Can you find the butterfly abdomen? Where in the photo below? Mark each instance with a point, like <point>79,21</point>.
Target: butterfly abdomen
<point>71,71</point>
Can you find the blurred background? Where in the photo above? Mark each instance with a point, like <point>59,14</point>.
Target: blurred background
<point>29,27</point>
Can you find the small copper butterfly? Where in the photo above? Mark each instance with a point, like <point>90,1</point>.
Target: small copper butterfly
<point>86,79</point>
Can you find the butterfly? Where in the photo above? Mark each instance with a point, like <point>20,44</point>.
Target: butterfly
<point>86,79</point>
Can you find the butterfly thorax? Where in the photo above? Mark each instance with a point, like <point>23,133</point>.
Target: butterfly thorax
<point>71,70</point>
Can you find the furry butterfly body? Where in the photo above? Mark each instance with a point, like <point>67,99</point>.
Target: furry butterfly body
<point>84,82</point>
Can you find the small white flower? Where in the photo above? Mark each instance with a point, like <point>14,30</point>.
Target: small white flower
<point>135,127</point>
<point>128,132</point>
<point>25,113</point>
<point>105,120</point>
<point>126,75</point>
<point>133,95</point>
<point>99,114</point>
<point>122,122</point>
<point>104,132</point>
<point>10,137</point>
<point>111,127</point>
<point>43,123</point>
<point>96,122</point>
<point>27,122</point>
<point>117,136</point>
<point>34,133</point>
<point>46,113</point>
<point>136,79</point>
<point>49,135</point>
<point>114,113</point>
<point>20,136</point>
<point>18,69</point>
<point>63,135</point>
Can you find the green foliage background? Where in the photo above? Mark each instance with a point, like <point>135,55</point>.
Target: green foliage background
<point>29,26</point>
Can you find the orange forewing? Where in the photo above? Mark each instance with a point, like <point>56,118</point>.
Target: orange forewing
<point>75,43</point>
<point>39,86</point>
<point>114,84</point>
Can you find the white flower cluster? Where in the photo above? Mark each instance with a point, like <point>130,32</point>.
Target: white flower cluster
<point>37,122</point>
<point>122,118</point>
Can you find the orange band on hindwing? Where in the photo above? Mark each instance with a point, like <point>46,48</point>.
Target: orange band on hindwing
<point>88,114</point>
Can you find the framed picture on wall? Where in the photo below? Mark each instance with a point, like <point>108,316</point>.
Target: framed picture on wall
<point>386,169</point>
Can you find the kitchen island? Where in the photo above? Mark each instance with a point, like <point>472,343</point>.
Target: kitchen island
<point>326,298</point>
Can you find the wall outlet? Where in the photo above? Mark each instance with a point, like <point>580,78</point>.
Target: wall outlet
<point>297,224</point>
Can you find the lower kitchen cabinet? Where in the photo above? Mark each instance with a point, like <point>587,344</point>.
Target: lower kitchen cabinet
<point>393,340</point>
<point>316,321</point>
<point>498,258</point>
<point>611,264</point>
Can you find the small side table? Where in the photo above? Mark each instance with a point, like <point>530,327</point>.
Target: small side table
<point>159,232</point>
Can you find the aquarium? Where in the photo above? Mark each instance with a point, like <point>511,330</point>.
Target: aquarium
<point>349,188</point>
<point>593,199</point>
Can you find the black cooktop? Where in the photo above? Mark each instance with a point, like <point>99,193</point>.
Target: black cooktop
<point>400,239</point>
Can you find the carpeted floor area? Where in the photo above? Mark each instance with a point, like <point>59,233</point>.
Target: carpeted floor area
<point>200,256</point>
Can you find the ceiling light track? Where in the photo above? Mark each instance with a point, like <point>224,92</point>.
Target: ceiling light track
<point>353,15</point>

◆ **Activity**:
Copy out every line from the records that has the word "below".

◆ **Written solution**:
Can you find the butterfly abdomen? Where in the photo below? Mark each instance with a point, like <point>79,21</point>.
Can you find the framed picture on wall? Where in the photo below? Mark each instance with a point, like <point>108,316</point>.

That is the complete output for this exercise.